- [Try it] The whole listing should come back exactly as written, except for the pictures.

§ §

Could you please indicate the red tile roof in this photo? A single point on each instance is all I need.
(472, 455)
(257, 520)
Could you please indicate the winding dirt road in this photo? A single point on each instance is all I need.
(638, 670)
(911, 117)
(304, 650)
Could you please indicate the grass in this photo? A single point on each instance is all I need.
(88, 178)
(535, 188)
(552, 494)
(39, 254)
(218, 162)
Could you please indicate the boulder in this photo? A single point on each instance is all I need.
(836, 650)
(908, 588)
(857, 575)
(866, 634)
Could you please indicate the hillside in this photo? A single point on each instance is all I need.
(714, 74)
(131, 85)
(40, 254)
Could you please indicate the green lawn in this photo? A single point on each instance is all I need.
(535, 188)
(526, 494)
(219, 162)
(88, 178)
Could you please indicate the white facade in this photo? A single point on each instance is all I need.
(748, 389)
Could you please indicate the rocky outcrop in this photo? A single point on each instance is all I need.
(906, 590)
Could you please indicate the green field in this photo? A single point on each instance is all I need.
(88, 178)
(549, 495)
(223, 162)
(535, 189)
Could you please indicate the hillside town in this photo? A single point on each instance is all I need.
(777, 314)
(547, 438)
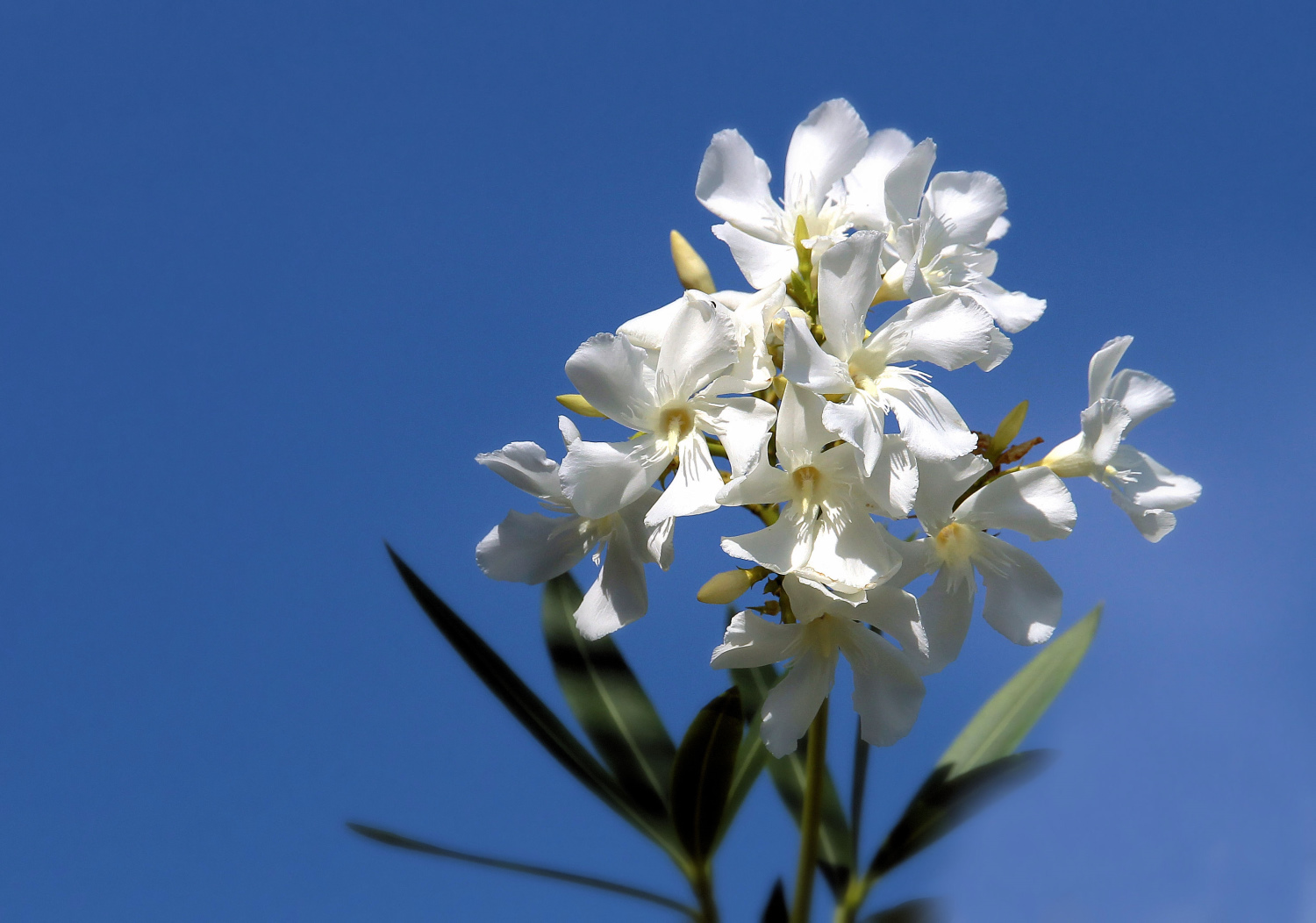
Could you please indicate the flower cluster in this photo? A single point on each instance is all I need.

§ §

- [Exercise response]
Could you please indicate the red tile roof in this photo? A single point on each instance is all I need.
(472, 455)
(257, 520)
Could you please indicate the winding dirt road in this photo? A single point on each instance is all I need.
(638, 670)
(911, 117)
(304, 650)
Could you please indicate the grass in this photo? A single point on each instance is all I need.
(88, 178)
(535, 188)
(552, 494)
(39, 254)
(218, 162)
Could you please indicate the boulder in this photo? A single point on each instance is all I need.
(836, 650)
(908, 588)
(857, 575)
(866, 634)
Could you please indicate the hillside in this photo? A single point on each instance is all I need.
(714, 74)
(131, 85)
(40, 254)
Could you please indicate the green lawn in this photo? A single point on each instance is all I need.
(535, 188)
(526, 494)
(219, 162)
(88, 178)
Could you please indicate the white facade in this photo? A single point on each instance is all I need.
(748, 389)
Could you please indicate the rocky outcrop in this photo? A single point on each instance is all I need.
(906, 590)
Could you please indicate the green field in this photo? A single point on each instance is all I need.
(88, 178)
(549, 495)
(223, 162)
(535, 189)
Could you please indicate the hillside town in this photo? A single point on each instance is all I need.
(777, 314)
(547, 438)
Could you please indicate the flower cluster in this photo? A single point on each instance is all I need.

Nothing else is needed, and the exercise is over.